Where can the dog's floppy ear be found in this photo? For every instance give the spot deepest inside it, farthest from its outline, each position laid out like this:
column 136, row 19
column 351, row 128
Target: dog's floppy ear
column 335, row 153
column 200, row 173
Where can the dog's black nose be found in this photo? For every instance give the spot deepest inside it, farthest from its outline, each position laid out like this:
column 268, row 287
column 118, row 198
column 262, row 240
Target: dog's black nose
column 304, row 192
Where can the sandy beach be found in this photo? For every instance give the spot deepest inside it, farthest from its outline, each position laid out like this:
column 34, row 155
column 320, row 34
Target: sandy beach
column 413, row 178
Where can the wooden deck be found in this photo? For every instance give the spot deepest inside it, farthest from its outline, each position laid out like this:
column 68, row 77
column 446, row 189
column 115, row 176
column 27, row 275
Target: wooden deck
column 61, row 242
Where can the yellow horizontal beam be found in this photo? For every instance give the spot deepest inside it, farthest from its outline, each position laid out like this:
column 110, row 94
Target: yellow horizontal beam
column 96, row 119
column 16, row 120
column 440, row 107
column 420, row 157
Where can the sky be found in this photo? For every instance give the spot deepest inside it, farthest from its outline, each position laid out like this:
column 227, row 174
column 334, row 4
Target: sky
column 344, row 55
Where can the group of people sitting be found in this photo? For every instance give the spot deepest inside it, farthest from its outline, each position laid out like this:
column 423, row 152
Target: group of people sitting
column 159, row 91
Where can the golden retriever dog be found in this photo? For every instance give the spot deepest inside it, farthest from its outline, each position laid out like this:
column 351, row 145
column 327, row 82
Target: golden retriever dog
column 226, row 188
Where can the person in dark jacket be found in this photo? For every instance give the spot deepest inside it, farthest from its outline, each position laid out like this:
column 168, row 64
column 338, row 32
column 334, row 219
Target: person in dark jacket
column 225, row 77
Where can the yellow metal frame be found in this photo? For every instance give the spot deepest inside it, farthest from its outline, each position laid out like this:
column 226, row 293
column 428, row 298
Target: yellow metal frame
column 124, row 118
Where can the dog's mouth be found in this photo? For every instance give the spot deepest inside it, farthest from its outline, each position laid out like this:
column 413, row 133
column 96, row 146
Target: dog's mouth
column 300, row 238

• Assigned task
In your answer, include only the lines above starting at the line that holds "column 68, row 77" and ending at the line that holds "Where can the yellow horizontal", copied exactly.

• Solution below
column 68, row 77
column 446, row 189
column 115, row 176
column 27, row 275
Target: wooden deck
column 61, row 242
Where can the yellow horizontal beam be found in this photo? For every instance give the spot deepest inside it, farthest from its outline, each position laid out like this:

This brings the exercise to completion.